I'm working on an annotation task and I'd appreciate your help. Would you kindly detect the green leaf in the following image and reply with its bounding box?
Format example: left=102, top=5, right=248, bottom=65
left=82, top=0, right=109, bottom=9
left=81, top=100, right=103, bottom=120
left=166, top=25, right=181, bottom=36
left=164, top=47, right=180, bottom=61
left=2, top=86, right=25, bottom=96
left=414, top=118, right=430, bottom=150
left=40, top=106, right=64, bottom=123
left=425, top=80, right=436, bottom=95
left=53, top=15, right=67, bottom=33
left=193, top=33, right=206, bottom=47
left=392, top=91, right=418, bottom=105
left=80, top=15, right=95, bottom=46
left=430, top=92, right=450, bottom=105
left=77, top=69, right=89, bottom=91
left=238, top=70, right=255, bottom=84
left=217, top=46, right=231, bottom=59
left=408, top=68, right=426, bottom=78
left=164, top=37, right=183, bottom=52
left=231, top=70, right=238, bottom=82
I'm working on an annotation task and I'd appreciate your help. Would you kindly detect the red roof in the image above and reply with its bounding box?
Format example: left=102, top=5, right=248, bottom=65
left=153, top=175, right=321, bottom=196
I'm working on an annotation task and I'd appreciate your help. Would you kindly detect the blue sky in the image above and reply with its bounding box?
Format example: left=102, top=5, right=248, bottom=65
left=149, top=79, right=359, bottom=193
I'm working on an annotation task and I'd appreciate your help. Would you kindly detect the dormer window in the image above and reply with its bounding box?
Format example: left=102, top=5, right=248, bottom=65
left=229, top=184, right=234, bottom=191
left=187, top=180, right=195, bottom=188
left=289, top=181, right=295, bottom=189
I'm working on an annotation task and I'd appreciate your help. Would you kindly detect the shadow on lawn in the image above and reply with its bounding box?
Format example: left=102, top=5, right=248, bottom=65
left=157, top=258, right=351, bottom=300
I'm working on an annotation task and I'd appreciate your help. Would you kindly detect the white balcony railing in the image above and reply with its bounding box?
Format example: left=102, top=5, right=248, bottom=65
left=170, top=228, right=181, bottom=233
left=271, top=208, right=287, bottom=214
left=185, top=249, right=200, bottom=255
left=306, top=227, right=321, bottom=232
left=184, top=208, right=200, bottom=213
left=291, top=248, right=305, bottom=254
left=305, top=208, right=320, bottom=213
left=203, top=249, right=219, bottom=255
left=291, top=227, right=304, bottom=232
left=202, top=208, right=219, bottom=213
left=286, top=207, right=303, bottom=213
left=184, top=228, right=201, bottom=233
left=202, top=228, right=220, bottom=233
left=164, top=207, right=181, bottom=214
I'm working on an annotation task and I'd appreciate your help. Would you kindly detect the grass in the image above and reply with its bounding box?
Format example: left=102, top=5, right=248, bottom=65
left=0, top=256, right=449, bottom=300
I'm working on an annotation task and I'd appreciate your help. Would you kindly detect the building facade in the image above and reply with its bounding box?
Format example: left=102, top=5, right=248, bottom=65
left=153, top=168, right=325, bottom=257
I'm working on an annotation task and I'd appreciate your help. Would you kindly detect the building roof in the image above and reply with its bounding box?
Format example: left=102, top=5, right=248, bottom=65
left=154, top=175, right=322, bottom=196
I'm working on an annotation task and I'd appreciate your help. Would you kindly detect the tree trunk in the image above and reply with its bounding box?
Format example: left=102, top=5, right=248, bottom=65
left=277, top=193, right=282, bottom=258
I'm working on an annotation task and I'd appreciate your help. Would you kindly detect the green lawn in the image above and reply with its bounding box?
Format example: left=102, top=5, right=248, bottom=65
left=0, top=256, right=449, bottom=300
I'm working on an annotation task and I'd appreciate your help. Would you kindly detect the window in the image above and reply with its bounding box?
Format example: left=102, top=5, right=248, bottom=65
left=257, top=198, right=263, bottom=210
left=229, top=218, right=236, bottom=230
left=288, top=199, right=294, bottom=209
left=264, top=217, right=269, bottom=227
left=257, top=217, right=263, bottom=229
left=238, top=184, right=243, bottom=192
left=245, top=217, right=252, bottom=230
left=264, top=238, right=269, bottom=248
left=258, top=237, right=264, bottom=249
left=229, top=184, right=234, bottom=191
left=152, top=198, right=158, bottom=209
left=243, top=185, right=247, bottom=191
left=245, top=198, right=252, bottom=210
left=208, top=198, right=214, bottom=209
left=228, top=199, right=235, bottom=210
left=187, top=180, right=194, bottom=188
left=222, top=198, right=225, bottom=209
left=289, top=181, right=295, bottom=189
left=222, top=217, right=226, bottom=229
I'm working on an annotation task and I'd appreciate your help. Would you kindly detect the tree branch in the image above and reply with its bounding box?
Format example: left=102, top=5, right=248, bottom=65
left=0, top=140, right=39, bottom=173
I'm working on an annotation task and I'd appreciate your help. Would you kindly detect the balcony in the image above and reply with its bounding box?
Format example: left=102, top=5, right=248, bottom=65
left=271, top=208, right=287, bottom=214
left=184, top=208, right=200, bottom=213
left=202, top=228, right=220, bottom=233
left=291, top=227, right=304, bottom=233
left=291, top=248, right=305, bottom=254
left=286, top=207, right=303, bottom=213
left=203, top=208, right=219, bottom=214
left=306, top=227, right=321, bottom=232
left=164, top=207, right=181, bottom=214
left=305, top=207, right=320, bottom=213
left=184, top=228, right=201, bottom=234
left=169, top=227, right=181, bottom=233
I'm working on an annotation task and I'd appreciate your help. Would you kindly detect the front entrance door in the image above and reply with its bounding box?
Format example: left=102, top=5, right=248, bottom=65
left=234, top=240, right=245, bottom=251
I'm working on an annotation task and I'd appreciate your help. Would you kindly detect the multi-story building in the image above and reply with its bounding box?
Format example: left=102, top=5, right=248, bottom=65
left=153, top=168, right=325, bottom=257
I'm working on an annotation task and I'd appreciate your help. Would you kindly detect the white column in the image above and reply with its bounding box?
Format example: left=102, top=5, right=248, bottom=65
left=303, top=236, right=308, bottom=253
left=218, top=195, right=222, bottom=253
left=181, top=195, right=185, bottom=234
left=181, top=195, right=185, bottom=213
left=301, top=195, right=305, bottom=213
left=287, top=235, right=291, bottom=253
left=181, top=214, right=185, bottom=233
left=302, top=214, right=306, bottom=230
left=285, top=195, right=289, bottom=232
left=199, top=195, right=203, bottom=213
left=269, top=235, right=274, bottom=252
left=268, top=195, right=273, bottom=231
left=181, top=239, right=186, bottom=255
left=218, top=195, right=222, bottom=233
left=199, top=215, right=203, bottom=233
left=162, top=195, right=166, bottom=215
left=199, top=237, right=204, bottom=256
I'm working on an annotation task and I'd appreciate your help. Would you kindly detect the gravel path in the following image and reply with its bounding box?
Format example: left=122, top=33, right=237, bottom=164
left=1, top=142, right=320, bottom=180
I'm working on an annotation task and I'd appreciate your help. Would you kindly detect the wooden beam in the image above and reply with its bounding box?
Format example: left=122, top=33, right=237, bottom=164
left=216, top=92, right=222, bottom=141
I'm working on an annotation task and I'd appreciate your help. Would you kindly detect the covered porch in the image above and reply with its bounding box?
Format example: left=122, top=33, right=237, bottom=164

===============

The answer should be all lines from the entries above that hold the word "roof".

I'm working on an annotation task and I'd appreciate your help. Would you kindly detect the red roof in the image above and reply with its bounding box?
I'm working on an annotation task and I'd appreciate your help. Would you kindly detect the building roof in the image above and reply with its bounding box?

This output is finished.